** Data shown **

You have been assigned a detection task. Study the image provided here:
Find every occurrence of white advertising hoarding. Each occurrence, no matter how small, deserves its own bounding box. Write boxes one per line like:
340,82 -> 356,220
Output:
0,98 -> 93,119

** Objective **
Render the records above as a numbered list, dropping any blank lines.

** Answer to this task **
1. You have been assigned a detection task. Study the image provided here:
2. Find every occurrence of white advertising hoarding. Each occurrence, no matter how small, deserves its own bounding box. Write boxes one per line like:
3. 340,82 -> 356,220
4. Output:
5. 0,98 -> 93,119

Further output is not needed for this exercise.